Text -
________________

May 24, 2018. Gail and and I step off our front porch. We wait for our dog-child Styxx to appear in the front window, as he always will. We wave goodbye, as we always do, and make our way across busy Portage Avenue. We stroll down the quiet residential streets of Winnipeg’s west end, beneath canopies of just-emerging leaves. Winter is behind us. In its place is a fresh explosion of heat and green. This is a time of renewal. Lawn mowers hum with the season’s first cut. Above us, an arborist’s chain saw chatters loudly. And there’s the high-pitched chorus of children playing at recess.
We are on our way to CancerCare Manitoba.
This is not the walk we had planned to take, back in January and February. By rights, we would be well into our plans and preparations for a long walk later this spring. The Camino Frangicena was in our sights, a long pilgrimage from Cantebury to Rome crossing Britain, France, Switzerland and Italy.
A small lump altered our direction. It would take us on a very different path.
The news came softly, disturbingly on the last day of January. Gail had breast cancer. She was handed the first of several pathology reports, couched in a new, coded language. Then came the lumpectomy and lymph node biopsy. And another pathology report. Then an additional operation around the margins of the lumpectomy. And a third report.
And then, in early May, Gail and I meet her medical and radiation oncologists. Twelve weeks of chemotherapy. Four weeks recovery. 3 weeks of radiation. Future hormone treatment.
As cancers go, Gail looks to be one of the lucky ones. Hers is not the most benign but it is close. Even the need for chemotherapy is near-borderline, more of an insurance policy than an absolute necessity. We know of people with much more serious cancer. Life-limiting and life-ending cancer. Gail is fortunate, in many respects.
But it is what it is. Life will continue to be measured in percentages. This percent of women with her cancer will survive for that many years. This treatment will increase her chance of survival by that percentage.
Life since January has been directionless, trapped as we have been between what we know and don’t. And while we know much more today, tomorrow remains vague.
On this May 24 morning, we are making our way to Gail’s first chemotherapy session. No grand pilgrimage across Europe. Just a simple walk from home to hospital. It is our form of therapy. Walk therapy.

________________

Record extracts -

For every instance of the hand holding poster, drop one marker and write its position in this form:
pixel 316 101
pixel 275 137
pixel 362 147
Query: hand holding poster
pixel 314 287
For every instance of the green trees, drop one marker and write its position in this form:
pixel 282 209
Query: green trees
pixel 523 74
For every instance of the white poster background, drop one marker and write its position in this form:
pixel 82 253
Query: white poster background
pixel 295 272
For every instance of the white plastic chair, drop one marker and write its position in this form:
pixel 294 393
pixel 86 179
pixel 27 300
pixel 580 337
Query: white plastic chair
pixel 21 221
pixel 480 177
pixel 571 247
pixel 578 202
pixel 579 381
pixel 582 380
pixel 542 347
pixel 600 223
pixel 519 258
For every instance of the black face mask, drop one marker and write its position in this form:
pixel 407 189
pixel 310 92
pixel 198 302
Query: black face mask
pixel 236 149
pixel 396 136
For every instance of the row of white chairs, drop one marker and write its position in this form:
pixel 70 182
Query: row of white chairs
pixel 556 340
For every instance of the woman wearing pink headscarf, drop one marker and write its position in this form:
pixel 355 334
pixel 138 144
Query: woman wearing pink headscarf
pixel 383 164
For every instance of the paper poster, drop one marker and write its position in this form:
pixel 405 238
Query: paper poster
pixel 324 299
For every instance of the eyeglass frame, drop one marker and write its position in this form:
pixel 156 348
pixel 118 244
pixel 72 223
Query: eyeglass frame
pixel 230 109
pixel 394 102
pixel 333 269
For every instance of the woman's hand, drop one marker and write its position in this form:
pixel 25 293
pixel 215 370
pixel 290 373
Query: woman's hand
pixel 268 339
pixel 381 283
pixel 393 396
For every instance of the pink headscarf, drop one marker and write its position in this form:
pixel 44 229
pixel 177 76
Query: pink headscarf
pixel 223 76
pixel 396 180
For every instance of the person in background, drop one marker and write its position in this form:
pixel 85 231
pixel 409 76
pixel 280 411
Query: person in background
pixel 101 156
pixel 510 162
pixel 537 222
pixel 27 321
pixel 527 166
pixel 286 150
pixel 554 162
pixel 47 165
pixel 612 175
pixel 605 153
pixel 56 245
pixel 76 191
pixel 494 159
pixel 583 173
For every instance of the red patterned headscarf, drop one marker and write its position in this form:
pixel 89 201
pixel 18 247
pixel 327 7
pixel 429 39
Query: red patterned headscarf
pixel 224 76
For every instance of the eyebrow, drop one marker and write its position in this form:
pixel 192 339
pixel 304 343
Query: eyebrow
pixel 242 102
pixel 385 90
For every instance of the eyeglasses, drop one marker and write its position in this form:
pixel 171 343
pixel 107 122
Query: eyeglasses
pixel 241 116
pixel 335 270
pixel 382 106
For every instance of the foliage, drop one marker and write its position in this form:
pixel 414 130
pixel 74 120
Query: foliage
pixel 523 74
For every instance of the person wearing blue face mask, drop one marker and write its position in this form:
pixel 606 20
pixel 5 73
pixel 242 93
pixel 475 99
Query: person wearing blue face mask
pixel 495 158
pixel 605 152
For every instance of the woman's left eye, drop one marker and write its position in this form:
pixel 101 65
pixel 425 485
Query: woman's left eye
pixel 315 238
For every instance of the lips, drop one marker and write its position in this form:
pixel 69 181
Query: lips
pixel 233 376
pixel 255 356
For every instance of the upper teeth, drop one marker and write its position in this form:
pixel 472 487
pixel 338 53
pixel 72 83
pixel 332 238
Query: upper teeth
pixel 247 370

________________

Exercise tasks -
(a) Duplicate the part of the account of Gail's treatment that begins at the words "We are on our" and stops after "a third report.".
(b) Answer these questions from the account of Gail's treatment:
(i) What is the name of the dog that appears in the front window?
(ii) On what day did the news of Gail's breast cancer come?
(iii) How many weeks of chemotherapy are planned?
The listing has no connection to the account of Gail's treatment.

Answers to the problems -
(a)
We are on our way to CancerCare Manitoba.
This is not the walk we had planned to take, back in January and February. By rights, we would be well into our plans and preparations for a long walk later this spring. The Camino Frangicena was in our sights, a long pilgrimage from Cantebury to Rome crossing Britain, France, Switzerland and Italy.
A small lump altered our direction. It would take us on a very different path.
The news came softly, disturbingly on the last day of January. Gail had breast cancer. She was handed the first of several pathology reports, couched in a new, coded language. Then came the lumpectomy and lymph node biopsy. And another pathology report. Then an additional operation around the margins of the lumpectomy. And a third report.

(b)
(i) Styxx
(ii) The last day of January
(iii) Twelve weeks